▶ **TASK BRIEF**:
Pull from the data below each line where the word "person" occurs, and copy it.
============================================================
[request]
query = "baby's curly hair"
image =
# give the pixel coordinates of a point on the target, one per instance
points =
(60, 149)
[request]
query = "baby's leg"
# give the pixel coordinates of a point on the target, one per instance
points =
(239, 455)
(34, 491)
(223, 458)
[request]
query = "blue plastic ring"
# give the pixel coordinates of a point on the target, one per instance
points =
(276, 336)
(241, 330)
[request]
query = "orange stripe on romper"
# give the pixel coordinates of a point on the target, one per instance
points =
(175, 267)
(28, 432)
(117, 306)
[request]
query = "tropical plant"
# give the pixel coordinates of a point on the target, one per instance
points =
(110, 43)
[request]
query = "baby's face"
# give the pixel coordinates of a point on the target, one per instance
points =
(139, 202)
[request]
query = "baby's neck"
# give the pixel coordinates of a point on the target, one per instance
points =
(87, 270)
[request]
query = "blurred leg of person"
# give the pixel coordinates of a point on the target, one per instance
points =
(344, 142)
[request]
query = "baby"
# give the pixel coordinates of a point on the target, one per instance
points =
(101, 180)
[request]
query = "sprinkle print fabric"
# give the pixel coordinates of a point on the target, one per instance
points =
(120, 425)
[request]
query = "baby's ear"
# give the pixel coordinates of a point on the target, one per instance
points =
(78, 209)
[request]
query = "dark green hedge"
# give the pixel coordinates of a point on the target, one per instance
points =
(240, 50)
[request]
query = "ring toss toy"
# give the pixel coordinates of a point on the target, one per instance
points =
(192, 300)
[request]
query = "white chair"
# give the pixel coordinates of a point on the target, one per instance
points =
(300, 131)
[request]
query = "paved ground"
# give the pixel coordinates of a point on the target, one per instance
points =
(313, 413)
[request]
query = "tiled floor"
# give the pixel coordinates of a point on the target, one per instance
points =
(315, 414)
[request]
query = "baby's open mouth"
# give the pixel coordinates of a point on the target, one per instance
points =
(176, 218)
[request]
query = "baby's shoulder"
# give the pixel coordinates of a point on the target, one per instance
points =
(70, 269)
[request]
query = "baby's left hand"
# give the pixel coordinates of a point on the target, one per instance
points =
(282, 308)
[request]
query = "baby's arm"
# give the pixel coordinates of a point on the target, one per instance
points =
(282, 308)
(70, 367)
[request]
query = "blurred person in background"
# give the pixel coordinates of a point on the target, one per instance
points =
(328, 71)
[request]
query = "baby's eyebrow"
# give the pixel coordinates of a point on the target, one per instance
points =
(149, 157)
============================================================
▶ **TASK RESPONSE**:
query = "blurred leg of person"
query = "blurred person in background"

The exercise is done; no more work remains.